(Requests)
[1] Answer these from the Harry's Girls page:
(a) Which network aired the series?
(b) Which film was the series based on?
(c) Who played Rusty?
[2] Return everything in the Harry's Girls page from "Harry's Girls is" down to "big-name guest stars.", copied word for word.

(Extracted text)

+ + + + + + +

- Genre: Sitcom
- Directed by: Stanley Z. Cherry Richard Kinon Ralph Levy
- Starring: Larry Blyden Dawn Nickerson Susan Silo Diahn Williams
- Theme music composer: Stu Phillips
- Opening theme: "Harry's Girls"
- Country of origin: United States
- Original language: English
- No. of seasons: 1
- No. of episodes: 15

Production
- Executive producer: Joseph Stein
- Producer: Billy Friedberg
- Camera setup: Multi-camera
- Running time: 22–24 minutes
- Production company: MGM Television

Original release
- Network: NBC
- Release: September 13, 1963 – January 3, 1964

= Harry's Girls =

American TV situation comedy series (1963–1964)

Harry's Girls is an American sitcom which aired on NBC from September 13, 1963 to January 3, 1964.

==Plot==
Harry's Girls was based on the film Les Girls (1957). Harry Burns sang, danced, and managed a vaudeville troupe consisting of three young women: Lois, Rusty, and Terry. Overseeing their off-stage exploits proved exasperating for Burns, and episodes "implied that Burns and the women did not have enough talent to make it in America. None of the episodes had big-name guest stars.

==Cast==
- Larry Blyden as Harry Burns
- Susan Silo as Rusty
- Diahn Williams as Terry
- Dawn Nickerson as Lois

==Episodes==

| No. | Title | Directed by | Written by | Original release date |
| 1 | "The Rajah" | Richard Kinon | Unknown | September 13, 1963 |
Susan falls in love with a playboy Rajah, insisting that he has proposed marriage, but Harry sees through the charade to protect her.
| 2 | "When in Rome" | Richard Kinon | Unknown | September 20, 1963 |
The girls' opportunity to work in a Rome nightclub is jeopardized by both the Ministry of Culture and the Ministry of the Interior.
| 3 | "A Naval Affair" | Richard Kinon | Bob O'Brien | September 27, 1963 |
The American Fleet hits the Riviera, and Harry thinks he's found a way to make a bet on "a sure thing."
| 4 | "The Director" | Richard Kinon | Hal Goodman & Larry Klein | October 4, 1963 |
The girls decide they want a movie career when they're stranded in a small town where a famous Italian director is making a film.
| 5 | "Cafe on the Riviera" | Richard Kinon | Unknown | October 11, 1963 |
In the midst of Harry buying a restaurant, the girls go on strike while he hires a knife throwing act to replace them.
| 6 | "The Forgotten Man" | Richard Kinon | Unknown | October 18, 1963 |
After Harry sprains his ankle, the girls are forced to do their act without him.
| 7 | "Countess" | Richard Kinon | Unknown | October 25, 1963 |
Broke and stranded in Monte Carlo, Harry meets a statistician who says he has a system to beat the roulette wheel.
| 8 | "The Star" | Richard Kinon | Unknown | November 1, 1963 |
A fast-talking, slow-moving film producer gives Harry visions of becoming a big star.
| 9 | "Diamond Necklace" | Unknown | Unknown | November 8, 1963 |
A penniless art student gives Lois a diamond-encrusted dog collar borrowed from a stray dog. When Harry attempts to return it to police, he is jailed.

+ + + + + + +

Collected data:

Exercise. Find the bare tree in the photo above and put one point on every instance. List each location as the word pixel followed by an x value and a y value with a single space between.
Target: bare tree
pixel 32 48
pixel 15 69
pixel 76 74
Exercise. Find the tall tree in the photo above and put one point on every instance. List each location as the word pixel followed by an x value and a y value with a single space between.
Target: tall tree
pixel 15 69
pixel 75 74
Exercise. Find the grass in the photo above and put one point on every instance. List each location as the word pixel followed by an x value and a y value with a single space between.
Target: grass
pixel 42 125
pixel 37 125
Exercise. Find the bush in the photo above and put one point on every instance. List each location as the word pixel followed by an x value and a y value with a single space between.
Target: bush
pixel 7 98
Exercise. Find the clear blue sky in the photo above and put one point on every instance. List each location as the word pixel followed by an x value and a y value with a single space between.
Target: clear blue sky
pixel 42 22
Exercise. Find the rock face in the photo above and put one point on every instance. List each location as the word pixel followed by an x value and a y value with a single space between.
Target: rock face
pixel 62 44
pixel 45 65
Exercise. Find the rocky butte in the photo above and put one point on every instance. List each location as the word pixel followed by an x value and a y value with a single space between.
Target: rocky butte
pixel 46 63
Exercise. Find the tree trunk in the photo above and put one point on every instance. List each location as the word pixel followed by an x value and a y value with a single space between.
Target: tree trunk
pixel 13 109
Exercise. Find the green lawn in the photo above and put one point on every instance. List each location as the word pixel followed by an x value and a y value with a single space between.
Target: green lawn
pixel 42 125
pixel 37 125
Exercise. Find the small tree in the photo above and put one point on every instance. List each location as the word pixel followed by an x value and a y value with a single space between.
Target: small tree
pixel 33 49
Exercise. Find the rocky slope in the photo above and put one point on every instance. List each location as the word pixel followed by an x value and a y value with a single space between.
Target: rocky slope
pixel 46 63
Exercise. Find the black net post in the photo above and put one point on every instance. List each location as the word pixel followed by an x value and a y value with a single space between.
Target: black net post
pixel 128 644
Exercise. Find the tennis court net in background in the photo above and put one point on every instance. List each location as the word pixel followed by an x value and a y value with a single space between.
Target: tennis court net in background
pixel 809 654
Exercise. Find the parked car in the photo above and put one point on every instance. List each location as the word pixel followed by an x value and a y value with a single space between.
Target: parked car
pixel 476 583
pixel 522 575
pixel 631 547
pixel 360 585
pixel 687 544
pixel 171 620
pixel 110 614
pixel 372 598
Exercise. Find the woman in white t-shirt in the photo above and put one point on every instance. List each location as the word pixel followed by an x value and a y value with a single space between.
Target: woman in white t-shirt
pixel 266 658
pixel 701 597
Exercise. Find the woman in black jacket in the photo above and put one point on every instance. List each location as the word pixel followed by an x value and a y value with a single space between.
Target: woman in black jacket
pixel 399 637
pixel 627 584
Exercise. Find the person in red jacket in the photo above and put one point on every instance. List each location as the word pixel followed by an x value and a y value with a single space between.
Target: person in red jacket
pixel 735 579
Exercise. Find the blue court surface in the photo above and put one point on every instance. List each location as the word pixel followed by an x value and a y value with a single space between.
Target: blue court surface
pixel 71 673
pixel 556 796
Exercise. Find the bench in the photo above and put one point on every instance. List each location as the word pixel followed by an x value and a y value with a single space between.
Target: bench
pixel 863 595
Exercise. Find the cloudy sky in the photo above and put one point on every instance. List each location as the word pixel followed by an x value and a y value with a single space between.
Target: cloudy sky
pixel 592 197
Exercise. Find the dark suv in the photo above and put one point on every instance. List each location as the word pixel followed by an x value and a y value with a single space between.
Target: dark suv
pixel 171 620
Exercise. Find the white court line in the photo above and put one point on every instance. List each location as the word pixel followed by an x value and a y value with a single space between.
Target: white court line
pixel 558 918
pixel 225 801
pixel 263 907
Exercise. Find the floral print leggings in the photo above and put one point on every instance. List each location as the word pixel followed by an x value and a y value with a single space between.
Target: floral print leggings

+ + + + + + +

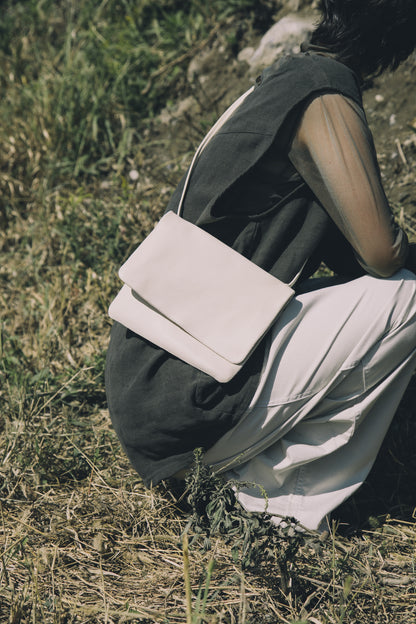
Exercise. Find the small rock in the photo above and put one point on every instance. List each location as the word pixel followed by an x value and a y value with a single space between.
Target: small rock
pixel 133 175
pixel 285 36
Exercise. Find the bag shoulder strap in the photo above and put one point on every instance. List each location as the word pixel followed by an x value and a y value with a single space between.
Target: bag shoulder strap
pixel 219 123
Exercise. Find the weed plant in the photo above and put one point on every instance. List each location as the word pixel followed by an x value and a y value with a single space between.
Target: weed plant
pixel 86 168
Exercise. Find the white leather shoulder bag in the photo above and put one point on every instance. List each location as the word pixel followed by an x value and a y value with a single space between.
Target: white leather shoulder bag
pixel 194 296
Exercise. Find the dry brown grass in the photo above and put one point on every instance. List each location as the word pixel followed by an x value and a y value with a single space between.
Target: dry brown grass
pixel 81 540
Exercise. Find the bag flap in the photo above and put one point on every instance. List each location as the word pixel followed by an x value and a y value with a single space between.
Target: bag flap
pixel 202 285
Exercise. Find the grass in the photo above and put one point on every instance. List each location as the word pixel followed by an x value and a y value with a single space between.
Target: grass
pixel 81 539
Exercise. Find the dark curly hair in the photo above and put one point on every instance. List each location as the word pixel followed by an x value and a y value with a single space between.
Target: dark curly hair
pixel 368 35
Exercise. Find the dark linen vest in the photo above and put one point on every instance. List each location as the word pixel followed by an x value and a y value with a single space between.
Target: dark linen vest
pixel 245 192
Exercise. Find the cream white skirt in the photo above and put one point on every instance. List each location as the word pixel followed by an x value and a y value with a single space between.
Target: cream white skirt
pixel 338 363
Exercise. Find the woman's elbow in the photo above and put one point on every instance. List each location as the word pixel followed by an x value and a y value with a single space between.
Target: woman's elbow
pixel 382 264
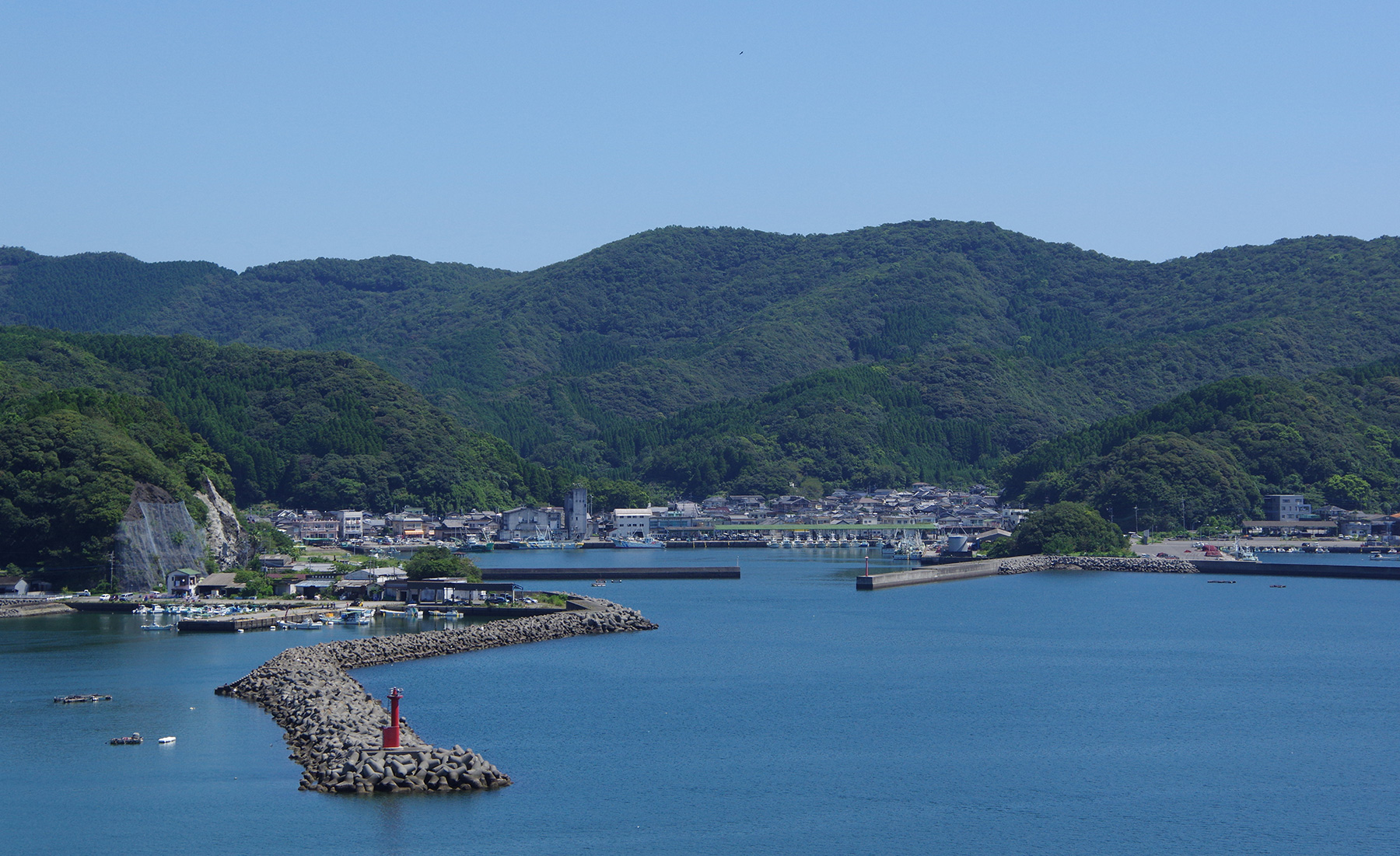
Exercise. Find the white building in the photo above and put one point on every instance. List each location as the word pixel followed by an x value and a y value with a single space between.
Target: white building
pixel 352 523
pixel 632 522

+ + + + + + +

(The results)
[1]
(a) NBC
(b) Les Girls (1957)
(c) Susan Silo

[2]
Harry's Girls is an American sitcom which aired on NBC from September 13, 1963 to January 3, 1964.

==Plot==
Harry's Girls was based on the film Les Girls (1957). Harry Burns sang, danced, and managed a vaudeville troupe consisting of three young women: Lois, Rusty, and Terry. Overseeing their off-stage exploits proved exasperating for Burns, and episodes "implied that Burns and the women did not have enough talent to make it in America. None of the episodes had big-name guest stars.